----- EXERCISE DATA

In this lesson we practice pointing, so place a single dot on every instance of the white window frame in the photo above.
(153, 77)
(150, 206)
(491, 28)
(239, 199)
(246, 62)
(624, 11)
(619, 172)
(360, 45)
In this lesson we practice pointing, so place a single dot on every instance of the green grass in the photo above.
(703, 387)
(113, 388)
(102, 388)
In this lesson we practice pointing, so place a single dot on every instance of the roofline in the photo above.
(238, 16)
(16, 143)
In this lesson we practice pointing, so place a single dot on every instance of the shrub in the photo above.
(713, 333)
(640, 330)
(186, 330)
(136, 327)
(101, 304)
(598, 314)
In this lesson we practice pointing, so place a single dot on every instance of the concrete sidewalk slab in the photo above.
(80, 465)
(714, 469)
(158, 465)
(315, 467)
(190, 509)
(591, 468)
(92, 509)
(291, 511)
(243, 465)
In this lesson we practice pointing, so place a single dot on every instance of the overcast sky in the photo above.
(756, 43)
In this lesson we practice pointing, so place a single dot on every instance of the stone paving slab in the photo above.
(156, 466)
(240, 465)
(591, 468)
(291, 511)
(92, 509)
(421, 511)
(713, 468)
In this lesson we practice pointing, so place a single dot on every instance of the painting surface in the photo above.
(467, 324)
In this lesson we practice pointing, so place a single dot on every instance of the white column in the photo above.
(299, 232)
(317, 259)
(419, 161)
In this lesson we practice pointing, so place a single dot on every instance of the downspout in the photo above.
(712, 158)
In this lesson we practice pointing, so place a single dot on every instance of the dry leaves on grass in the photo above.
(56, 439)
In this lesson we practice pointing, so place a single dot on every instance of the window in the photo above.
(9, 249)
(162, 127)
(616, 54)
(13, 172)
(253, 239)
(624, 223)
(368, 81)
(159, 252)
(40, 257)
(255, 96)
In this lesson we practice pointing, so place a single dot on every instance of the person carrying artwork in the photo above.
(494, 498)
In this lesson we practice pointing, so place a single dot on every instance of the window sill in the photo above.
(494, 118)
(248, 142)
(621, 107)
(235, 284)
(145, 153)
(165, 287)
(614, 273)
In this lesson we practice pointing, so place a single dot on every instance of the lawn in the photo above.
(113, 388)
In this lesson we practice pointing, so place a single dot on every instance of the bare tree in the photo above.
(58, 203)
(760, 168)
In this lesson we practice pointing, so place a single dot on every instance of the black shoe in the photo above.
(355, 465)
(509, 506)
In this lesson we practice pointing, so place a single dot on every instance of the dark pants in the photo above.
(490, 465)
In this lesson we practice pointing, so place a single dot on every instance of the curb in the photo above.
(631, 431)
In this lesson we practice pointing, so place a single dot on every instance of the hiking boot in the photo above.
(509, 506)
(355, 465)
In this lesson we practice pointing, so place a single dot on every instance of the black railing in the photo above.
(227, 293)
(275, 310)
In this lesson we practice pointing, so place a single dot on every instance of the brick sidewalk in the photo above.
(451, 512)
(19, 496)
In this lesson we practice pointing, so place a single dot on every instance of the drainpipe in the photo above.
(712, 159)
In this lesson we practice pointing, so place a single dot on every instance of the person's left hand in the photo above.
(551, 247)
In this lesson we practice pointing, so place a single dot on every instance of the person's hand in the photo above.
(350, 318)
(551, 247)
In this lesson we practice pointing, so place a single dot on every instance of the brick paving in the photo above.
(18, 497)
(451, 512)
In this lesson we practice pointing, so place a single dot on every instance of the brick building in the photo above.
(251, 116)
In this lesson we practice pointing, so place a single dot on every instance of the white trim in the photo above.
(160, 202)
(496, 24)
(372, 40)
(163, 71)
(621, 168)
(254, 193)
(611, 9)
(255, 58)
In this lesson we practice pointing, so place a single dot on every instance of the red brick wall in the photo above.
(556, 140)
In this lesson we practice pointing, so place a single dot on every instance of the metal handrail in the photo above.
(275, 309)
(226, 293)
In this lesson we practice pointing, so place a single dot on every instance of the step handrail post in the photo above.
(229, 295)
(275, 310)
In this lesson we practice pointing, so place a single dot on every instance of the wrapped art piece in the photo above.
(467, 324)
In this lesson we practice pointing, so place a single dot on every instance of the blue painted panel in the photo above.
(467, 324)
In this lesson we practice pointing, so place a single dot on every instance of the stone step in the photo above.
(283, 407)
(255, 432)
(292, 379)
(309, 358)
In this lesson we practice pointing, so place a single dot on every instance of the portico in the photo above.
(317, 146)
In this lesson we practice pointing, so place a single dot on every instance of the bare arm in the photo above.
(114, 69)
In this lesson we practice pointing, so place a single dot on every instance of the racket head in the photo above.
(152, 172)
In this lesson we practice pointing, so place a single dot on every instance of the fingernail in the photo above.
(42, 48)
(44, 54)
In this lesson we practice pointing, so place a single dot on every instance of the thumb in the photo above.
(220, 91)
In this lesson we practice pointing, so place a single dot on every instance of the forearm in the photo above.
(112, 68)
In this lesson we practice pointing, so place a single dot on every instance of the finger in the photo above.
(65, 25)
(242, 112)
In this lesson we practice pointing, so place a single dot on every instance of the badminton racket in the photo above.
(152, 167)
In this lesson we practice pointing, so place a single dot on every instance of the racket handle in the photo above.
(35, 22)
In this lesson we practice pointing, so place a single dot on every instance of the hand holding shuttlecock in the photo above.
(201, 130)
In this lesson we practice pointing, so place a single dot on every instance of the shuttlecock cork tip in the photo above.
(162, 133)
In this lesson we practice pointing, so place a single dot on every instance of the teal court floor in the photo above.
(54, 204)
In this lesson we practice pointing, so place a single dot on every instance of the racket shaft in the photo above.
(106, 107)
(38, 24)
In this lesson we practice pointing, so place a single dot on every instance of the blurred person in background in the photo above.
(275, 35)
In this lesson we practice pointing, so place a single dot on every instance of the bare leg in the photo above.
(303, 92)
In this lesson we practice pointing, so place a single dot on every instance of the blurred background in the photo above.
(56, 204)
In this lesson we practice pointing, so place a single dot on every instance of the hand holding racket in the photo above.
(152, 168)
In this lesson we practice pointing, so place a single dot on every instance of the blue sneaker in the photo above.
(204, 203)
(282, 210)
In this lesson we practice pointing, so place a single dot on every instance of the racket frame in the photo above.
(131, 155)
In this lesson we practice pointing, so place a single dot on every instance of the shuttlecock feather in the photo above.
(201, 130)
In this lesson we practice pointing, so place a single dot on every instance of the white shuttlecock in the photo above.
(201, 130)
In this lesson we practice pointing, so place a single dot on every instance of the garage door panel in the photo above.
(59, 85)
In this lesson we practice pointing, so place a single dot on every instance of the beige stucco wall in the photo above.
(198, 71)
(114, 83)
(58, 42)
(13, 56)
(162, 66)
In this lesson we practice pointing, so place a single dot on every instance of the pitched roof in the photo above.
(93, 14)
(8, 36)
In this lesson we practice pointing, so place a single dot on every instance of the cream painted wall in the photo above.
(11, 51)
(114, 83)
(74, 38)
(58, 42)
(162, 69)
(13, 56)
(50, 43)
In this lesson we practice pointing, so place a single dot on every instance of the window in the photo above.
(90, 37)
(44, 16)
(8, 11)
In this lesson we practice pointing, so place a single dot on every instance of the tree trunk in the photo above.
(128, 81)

----------

An exact copy of every entry above is required.

- [ANSWER FOR THE TASK]
In this lesson we practice pointing, so place a single dot on every instance of the white window frame in the photo above.
(153, 77)
(150, 206)
(491, 28)
(239, 199)
(246, 62)
(624, 11)
(619, 172)
(360, 45)
In this lesson we practice pointing, so place a single dot on every instance of the green grass in the photo above.
(703, 387)
(113, 388)
(102, 388)
In this lesson we practice pointing, so place a single dot on every instance of the roofline in the photo above.
(238, 16)
(16, 143)
In this lesson we practice pointing, so place a single dot on every instance of the shrub in the photo above.
(713, 333)
(640, 330)
(186, 330)
(136, 327)
(101, 304)
(598, 314)
In this lesson we practice pointing, so place a single dot on every instance of the concrete sidewalk slab in the photo above.
(80, 465)
(714, 469)
(158, 465)
(315, 467)
(190, 509)
(591, 468)
(92, 509)
(291, 511)
(243, 465)
In this lesson we practice pointing, so place a single dot on every instance of the overcast sky in the photo above.
(756, 43)
In this lesson we practice pointing, so place a single dot on every instance of the stone paving slab in the photo above.
(156, 466)
(240, 465)
(591, 468)
(291, 511)
(92, 509)
(421, 511)
(713, 468)
In this lesson we practice pointing, so place a single dot on every instance of the painting surface in the photo above.
(467, 324)
In this lesson we practice pointing, so place a single dot on every instance of the white column in the photo above.
(299, 232)
(317, 259)
(419, 161)
In this lesson we practice pointing, so place a single dot on every instance of the downspout in the photo above.
(712, 158)
In this lesson we practice pointing, so place a single dot on every instance of the dry leaves on grass in the photo above.
(56, 439)
In this lesson we practice pointing, so place a single dot on every instance of the window in the photo above.
(9, 249)
(162, 127)
(616, 54)
(13, 172)
(253, 239)
(624, 223)
(368, 81)
(159, 252)
(40, 257)
(255, 96)
In this lesson we practice pointing, so place a single dot on every instance of the person carrying artwork in the photo above.
(494, 498)
In this lesson we practice pointing, so place a single dot on every instance of the window sill in the photo above.
(494, 118)
(248, 142)
(621, 107)
(235, 284)
(145, 153)
(165, 287)
(614, 273)
In this lesson we practice pointing, so place a single dot on every instance of the lawn in the photo above.
(113, 388)
In this lesson we practice pointing, so place a single dot on every instance of the bare tree in the photo above.
(58, 203)
(760, 168)
In this lesson we practice pointing, so place a single dot on every instance of the black shoe in the photo above.
(355, 465)
(509, 506)
In this lesson we practice pointing, so place a single dot on every instance of the dark pants in the photo above.
(490, 465)
In this lesson we practice pointing, so place a single dot on every instance of the curb in the photo above.
(631, 431)
In this lesson we practice pointing, so place a single dot on every instance of the hiking boot in the photo above.
(509, 506)
(355, 465)
In this lesson we practice pointing, so place a single dot on every instance of the black railing in the photo above.
(227, 293)
(275, 310)
In this lesson we practice pointing, so place a single dot on every instance of the brick sidewalk in the photo above.
(451, 512)
(19, 496)
In this lesson we practice pointing, so place a single dot on every instance of the drainpipe in the photo above.
(712, 159)
In this lesson we practice pointing, so place a single dot on every instance of the person's left hand in the photo above.
(551, 247)
In this lesson we practice pointing, so place a single dot on every instance of the person's hand in the photo above.
(350, 318)
(551, 247)
In this lesson we practice pointing, so place a single dot on every instance of the brick paving in the photo above.
(18, 497)
(451, 512)
In this lesson we practice pointing, so place a single dot on every instance of the brick building in the photo above.
(251, 116)
In this lesson we practice pointing, so place a single dot on every instance of the white trim in the photo above.
(160, 202)
(496, 24)
(372, 40)
(163, 71)
(621, 168)
(254, 193)
(611, 9)
(255, 58)
In this lesson we practice pointing, so place a single dot on every instance of the red brick wall in the photo above.
(556, 140)
In this lesson we practice pointing, so place a single dot on every instance of the metal handrail in the photo above.
(275, 309)
(226, 293)
In this lesson we practice pointing, so place a single dot on every instance of the step handrail post in the photo above.
(229, 295)
(275, 310)
In this lesson we practice pointing, so place a single dot on every instance of the wrapped art piece in the photo above.
(467, 324)
In this lesson we practice pointing, so place a single dot on every instance of the blue painted panel in the photo above.
(467, 324)
In this lesson we practice pointing, so place a single dot on every instance of the stone step in the photo above.
(283, 407)
(255, 432)
(292, 379)
(309, 358)
In this lesson we practice pointing, so place a single dot on every instance of the portico in the photo above.
(317, 146)
In this lesson we practice pointing, so place a single dot on every instance of the bare arm in the photo above.
(114, 69)
In this lesson we practice pointing, so place a single dot on every instance of the racket head in the photo above.
(152, 172)
In this lesson we practice pointing, so place a single dot on every instance of the fingernail in the photo above.
(42, 48)
(44, 54)
In this lesson we practice pointing, so place a single dot on every instance of the thumb in the photo above.
(220, 91)
In this lesson we practice pointing, so place a single dot on every instance of the forearm in the photo above.
(112, 68)
In this lesson we practice pointing, so place a single dot on every instance of the finger in the photo above.
(65, 25)
(242, 112)
In this lesson we practice pointing, so place a single dot on every instance of the badminton racket in the photo above.
(152, 167)
In this lesson we practice pointing, so place a single dot on every instance of the racket handle in the photo above.
(35, 22)
In this lesson we practice pointing, so place a single dot on every instance of the hand holding shuttlecock in the photo above.
(201, 130)
In this lesson we practice pointing, so place a single dot on every instance of the shuttlecock cork tip in the photo above.
(162, 133)
In this lesson we practice pointing, so place a single dot on every instance of the teal court floor in the photo above.
(54, 204)
In this lesson we practice pointing, so place a single dot on every instance of the racket shaft in the photo above.
(106, 107)
(38, 24)
In this lesson we practice pointing, so place a single dot on every instance of the blurred person in background in the photo above.
(275, 35)
In this lesson we practice pointing, so place a single dot on every instance of the bare leg in the photo above.
(303, 92)
In this lesson we practice pointing, so place a single dot on every instance of the blurred background in the photo above.
(56, 204)
In this lesson we practice pointing, so place a single dot on every instance of the hand holding racket in the photo above.
(152, 168)
In this lesson we practice pointing, so place a single dot on every instance of the blue sneaker in the photo above.
(204, 203)
(282, 210)
In this lesson we practice pointing, so place a single dot on every instance of the racket frame in the photo above.
(131, 155)
In this lesson we practice pointing, so place a single dot on every instance of the shuttlecock feather in the photo above.
(201, 130)
In this lesson we practice pointing, so place a single dot on every instance of the white shuttlecock in the photo above.
(201, 130)
In this lesson we practice pointing, so place a single dot on every instance of the garage door panel in the photo above.
(59, 85)
In this lesson we practice pointing, so place a single dot on every instance of the beige stucco wall in the photo above.
(198, 71)
(114, 83)
(58, 42)
(13, 56)
(162, 66)
In this lesson we practice pointing, so place a single dot on every instance of the pitched roof in the photo above.
(93, 14)
(8, 36)
In this lesson we practice pointing, so place a single dot on every instance of the cream painted wall in the photo above.
(11, 51)
(114, 83)
(74, 38)
(58, 42)
(162, 69)
(13, 56)
(50, 43)
In this lesson we practice pointing, so place a single dot on every instance of the window in the photo above.
(90, 37)
(44, 16)
(8, 11)
In this lesson we practice pointing, so place a single dot on every instance of the tree trunk in the photo above.
(128, 81)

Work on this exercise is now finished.